Questions d'étude:
a – D'après le texte sur les dîners clandestins, quelle chaîne de télévision a dénoncé de nouveaux malfrats ce week-end ?
b – Recopiez fidèlement le passage du texte sur les dîners clandestins qui va de « Des repas clandestins, il » jusqu'à « aurions deux France. ».

Overdose de dîners clandestins

En pleine période de prohibition des plaisirs de la table, certains continuent à se risquer à offrir ce service à des clients en quête de sensation. L’interdit a toujours attiré une partie de nos contemporains.

Finalement, cette histoire du Palais de Vivienne aurait pu rester anecdotique, mais la rumeur installée par un des protagonistes évoquant la présence d’un membre du gouvernement a provoqué l’emballement des médias et des réseaux sociaux.

En réalité, cette séquence révèle un climat de défiance envers les élites considérées par un très grand nombre de concitoyens comme des nantis . L’expression même du hashtag #mangerlesriches démontre l’ambiance d’un pays qui privé de libertés sombre dans les extrêmes.

Enfin, le second #onveutdesnoms, nous fait revivre les pires moments de notre pays, une société de délation où le jeu est de démasquer les puissants ou une caste, en déterrant photos ou vidéos et toute autre preuve sur les réseaux sociaux : notre nouveau tribunal médiatique avant que notre justice puisse faire son propre travail d’investigation.

Ce n’est donc pas ce repas clandestin qui est grave même s’il est scandaleux et à ce titre il doit être puni si cela s’avère prouvé, mais les conséquences qu’il provoque, car il submerge nuisiblement nos esprits.

Viralité et virulence sont devenues des synonymes, où le poison de la rumeur nourrie par les médias qui ont sans cesse fait leur une sur des dorures et du caviar pour opposer le tout à un peuple déprimé pour que les clashs entre les concitoyens et la fausse évidence d’une inégalité soient mis au grand jour.

Des repas clandestins, il y en a d’autres et cela reste marginal et ce n’est pas la représentation de la profession qui est sensible aux contre-mesures proposées par l’Etat pour résister en cette période difficile pour l’économie.

De nouveau ce week-end, les médias et plus particulièrement BFMTV dénoncent de nouveaux malfrats où les expressions employées démontrent l’engagement des journalistes à provoquer les ruptures entre les concitoyens : « des clients sont des avocats ou des grands chefs d’entreprise consommant des viandes de race et venant avec de grosses berlines ou de gros 4×4… » Le sujet porté par les rédactions n’est donc pas le fait de relater un épisode de larcin dans un restaurant clandestin mais de vouloir prouver que nous aurions deux France.

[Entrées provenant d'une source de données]
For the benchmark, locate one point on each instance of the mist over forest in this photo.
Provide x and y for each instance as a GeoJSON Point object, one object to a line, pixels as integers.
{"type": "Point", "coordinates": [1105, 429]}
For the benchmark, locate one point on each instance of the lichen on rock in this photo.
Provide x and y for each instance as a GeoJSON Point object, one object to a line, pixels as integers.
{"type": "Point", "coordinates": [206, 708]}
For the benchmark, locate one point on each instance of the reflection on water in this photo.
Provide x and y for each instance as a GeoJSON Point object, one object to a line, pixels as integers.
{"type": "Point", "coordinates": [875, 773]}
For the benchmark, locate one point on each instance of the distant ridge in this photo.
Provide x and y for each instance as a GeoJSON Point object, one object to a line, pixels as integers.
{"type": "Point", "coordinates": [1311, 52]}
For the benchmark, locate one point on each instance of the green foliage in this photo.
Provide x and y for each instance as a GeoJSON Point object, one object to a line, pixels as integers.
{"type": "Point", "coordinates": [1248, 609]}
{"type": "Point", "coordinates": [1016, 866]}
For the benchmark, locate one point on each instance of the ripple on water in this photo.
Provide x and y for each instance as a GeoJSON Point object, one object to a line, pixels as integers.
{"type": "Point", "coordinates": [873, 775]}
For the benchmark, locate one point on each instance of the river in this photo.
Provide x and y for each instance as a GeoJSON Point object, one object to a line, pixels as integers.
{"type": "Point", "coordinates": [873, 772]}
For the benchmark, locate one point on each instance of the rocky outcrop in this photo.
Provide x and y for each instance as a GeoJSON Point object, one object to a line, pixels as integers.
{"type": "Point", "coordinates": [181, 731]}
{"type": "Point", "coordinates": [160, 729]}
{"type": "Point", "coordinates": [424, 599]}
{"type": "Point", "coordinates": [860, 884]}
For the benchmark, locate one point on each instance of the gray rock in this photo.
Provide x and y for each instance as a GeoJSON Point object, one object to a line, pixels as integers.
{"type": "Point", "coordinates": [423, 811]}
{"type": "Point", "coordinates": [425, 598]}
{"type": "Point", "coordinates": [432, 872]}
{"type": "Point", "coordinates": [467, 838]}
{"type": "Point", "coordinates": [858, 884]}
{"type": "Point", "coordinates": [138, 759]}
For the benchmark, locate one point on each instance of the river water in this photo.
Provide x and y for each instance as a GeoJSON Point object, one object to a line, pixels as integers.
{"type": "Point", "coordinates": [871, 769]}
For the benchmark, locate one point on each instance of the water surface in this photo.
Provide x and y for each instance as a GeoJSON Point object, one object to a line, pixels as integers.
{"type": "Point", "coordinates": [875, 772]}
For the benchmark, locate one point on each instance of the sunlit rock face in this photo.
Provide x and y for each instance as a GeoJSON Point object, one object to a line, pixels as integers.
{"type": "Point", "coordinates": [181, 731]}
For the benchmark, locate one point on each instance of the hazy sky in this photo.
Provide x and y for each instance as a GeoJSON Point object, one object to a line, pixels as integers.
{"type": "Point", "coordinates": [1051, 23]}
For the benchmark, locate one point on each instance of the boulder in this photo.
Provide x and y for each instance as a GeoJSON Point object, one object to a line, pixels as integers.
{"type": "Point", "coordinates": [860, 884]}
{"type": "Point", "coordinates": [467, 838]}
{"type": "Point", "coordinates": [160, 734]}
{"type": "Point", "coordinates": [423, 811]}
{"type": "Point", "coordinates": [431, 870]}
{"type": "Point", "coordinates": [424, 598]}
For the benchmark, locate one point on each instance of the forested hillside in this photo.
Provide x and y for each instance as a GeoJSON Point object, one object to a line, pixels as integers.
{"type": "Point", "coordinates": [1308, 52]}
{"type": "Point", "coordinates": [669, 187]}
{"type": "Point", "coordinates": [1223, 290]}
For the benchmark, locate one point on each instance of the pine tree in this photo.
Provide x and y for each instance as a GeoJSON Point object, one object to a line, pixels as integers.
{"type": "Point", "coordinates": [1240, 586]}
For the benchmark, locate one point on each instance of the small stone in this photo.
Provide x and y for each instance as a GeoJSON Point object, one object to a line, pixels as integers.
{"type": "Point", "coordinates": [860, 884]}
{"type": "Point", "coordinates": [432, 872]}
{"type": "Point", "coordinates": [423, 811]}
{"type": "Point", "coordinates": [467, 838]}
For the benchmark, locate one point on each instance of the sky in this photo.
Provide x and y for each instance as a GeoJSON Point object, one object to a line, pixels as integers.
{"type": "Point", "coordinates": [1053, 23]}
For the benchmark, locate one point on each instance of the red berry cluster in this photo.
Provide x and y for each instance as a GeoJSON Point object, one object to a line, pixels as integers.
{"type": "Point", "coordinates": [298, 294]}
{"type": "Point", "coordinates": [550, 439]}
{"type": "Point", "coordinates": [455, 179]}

Liste des réponses:
a – BFMTV.

b –
Des repas clandestins, il y en a d’autres et cela reste marginal et ce n’est pas la représentation de la profession qui est sensible aux contre-mesures proposées par l’Etat pour résister en cette période difficile pour l’économie.

De nouveau ce week-end, les médias et plus particulièrement BFMTV dénoncent de nouveaux malfrats où les expressions employées démontrent l’engagement des journalistes à provoquer les ruptures entre les concitoyens : « des clients sont des avocats ou des grands chefs d’entreprise consommant des viandes de race et venant avec de grosses berlines ou de gros 4×4… » Le sujet porté par les rédactions n’est donc pas le fait de relater un épisode de larcin dans un restaurant clandestin mais de vouloir prouver que nous aurions deux France.